• Input material:
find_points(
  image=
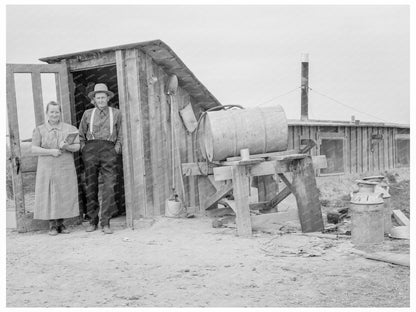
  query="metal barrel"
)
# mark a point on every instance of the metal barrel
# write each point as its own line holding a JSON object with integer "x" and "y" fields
{"x": 224, "y": 133}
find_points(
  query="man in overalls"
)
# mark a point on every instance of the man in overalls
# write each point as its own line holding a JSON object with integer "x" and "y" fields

• What this task involves: Rewrite the material above, changing "metal barrel" to "steel drum" everywhere and leaving every other line the same. Omit the pictures from your copy.

• Task result:
find_points(
  image=
  query="steel drum"
)
# mark a point on every instance of the steel drum
# write each point as its own line holding a JSON object with integer "x" and "y" fields
{"x": 224, "y": 133}
find_points(
  query="man in overalls"
)
# mark a point on every instance of the man in overalls
# write each point as its own line holding a JSON object with integer "x" and "y" fields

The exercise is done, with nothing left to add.